◆ **Yang Diminta**: Tolong kutip persis sepenggal teks tentang makna cinta di bawah ini, mulai dari bagian yang memuat "Begitu pula dengan" dan berhenti setelah "psikologis.".

◆ **Teks yang Diberikan**:
>>>

Cinta,
satu kata yang memiliki ribuan makna. Manusia memiliki ketertarikan sendiri
dalam merasakan, menggambarkan dan memaknai arti kata ini. Banyak ilmuwan
tertarik dan berupaya membahas secara
mendalam akan makna yang terkandung dibalik kata cinta dari berbagai aspek kajian keilmuwan, sosial,
kesehatan, ilmu agama bahkan ilmu alam.
Begitu pula dengan para psikolog dan ilmuwan psikologi. Mereka melakukan berbagai penelitian, membentuk
konsep-konsep untuk menjelaskan akan arti cinta dari sudut pandang
psikologis.
Akar
makna cinta dalam Kamus Besar Bahasa Indonesia,
diartikan sebagai suka sekali,
sayang benar, kasih sekali, terpikat, ingin sekali, berharap sekali, atau khawatir. Sementara
itu, dalam Kamus Psikologi terjemahan dari The Penguin Dictinory of
Psikology, cinta merupakan perasaan khusus yang menyangkut kesenangan
terhadap atau melekat pada objek; cinta bernuansa emosional jika muncul dalam
pikiran. Dan dapat membangkitkan keseluruhan emosi primer sesuai dengan emosi
dimana objek itu berada.[1]
Penggunaan
istilah cinta dalam masyarakat Indonesia dan Malaysia lebih dipengaruhi
perkataan love dalam bahasa Inggris. Love digunakan dalam semua
amalan dan arti untuk eros, philia, agape dan storge.

<<<

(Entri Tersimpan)
>>>

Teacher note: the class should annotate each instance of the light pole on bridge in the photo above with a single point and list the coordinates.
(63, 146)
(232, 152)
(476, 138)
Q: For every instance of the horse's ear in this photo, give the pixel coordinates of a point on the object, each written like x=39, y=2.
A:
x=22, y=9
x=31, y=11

<<<

◆ **Hasil Akhir**:
Begitu pula dengan para psikolog dan ilmuwan psikologi. Mereka melakukan berbagai penelitian, membentuk
konsep-konsep untuk menjelaskan akan arti cinta dari sudut pandang
psikologis.